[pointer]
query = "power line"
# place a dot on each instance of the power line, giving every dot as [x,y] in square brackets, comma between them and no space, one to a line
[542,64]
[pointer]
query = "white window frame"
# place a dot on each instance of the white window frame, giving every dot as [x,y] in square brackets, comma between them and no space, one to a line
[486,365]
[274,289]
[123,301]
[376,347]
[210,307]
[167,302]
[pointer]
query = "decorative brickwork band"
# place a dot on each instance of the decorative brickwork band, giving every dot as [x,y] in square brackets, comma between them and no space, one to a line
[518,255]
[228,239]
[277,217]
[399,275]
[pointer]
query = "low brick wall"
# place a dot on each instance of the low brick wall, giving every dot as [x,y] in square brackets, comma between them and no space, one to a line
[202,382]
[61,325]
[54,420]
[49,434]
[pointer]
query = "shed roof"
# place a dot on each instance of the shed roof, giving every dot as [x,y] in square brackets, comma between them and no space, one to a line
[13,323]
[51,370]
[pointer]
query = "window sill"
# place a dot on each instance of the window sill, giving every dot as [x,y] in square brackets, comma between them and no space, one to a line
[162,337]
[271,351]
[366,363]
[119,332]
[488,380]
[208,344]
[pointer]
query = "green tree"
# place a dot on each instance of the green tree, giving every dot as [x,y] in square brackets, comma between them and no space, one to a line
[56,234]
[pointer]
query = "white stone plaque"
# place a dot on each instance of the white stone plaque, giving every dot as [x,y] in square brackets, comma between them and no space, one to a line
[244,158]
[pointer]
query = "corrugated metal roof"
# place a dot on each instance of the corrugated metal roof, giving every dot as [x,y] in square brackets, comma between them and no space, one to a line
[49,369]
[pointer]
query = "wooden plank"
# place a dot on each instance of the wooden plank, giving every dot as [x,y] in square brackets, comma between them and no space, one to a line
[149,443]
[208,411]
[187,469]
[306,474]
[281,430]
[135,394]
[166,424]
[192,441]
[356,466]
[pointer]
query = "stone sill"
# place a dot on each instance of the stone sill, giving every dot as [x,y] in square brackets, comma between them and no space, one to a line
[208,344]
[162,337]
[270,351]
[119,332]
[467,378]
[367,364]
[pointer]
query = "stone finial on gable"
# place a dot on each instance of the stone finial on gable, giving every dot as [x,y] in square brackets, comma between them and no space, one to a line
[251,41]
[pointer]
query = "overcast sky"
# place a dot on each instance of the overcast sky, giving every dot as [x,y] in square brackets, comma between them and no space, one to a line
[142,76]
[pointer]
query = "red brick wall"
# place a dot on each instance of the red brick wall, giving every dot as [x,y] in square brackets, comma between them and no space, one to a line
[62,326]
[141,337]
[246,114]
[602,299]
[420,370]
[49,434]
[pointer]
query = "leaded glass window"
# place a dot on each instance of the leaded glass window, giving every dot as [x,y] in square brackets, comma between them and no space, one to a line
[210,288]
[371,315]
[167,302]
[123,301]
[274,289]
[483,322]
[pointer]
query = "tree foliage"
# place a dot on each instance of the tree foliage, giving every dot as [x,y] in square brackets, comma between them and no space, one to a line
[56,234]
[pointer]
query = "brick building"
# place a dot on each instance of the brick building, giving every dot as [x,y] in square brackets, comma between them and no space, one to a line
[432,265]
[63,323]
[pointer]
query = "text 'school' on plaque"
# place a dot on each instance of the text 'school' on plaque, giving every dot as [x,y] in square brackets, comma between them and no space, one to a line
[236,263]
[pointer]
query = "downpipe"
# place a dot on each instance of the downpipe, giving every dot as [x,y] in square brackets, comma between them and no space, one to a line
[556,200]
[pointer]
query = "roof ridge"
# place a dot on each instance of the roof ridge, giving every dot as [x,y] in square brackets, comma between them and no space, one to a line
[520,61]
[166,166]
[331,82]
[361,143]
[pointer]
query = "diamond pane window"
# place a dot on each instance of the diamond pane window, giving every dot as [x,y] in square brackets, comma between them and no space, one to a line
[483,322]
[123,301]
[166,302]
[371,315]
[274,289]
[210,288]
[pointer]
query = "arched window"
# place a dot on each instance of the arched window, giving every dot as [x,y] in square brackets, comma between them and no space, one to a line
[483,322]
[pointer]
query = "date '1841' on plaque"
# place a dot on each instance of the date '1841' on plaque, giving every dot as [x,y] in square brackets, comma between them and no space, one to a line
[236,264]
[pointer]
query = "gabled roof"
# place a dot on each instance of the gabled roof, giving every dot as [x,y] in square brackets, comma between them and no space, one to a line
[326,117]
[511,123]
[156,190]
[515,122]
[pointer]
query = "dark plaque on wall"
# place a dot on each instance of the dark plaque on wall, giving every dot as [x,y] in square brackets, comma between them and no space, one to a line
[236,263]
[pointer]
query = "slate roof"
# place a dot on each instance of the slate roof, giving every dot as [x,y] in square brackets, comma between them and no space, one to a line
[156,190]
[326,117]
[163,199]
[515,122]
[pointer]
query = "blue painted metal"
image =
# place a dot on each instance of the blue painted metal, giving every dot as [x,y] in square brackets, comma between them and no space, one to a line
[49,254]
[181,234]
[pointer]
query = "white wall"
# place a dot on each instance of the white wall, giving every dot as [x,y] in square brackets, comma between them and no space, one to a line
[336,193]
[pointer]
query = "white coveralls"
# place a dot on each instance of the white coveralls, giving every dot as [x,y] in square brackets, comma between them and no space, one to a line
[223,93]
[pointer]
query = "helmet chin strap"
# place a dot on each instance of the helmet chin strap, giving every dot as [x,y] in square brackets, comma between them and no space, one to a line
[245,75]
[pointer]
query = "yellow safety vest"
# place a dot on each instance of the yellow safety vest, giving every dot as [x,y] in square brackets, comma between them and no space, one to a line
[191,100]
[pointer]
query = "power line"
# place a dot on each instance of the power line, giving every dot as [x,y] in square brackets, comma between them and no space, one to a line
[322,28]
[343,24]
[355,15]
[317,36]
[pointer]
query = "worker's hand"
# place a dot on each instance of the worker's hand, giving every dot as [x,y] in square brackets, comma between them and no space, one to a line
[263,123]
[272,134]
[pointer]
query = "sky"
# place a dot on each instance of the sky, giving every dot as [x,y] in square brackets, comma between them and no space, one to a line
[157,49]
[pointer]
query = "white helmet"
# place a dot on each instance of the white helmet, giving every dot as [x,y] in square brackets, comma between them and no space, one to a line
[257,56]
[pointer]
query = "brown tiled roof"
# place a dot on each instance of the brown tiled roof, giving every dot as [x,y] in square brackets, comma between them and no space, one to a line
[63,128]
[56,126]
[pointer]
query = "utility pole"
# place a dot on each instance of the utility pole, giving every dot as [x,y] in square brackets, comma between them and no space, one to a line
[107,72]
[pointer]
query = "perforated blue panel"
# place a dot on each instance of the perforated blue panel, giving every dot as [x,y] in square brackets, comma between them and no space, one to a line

# To be done:
Gather every line from the records above that contains the word "building", copying each one in full.

# Output of the exercise:
query = "brick building"
# place a dot on each instance of the brick building, giving every dot as [x,y] in square brackets, comma between them and no space, one to a line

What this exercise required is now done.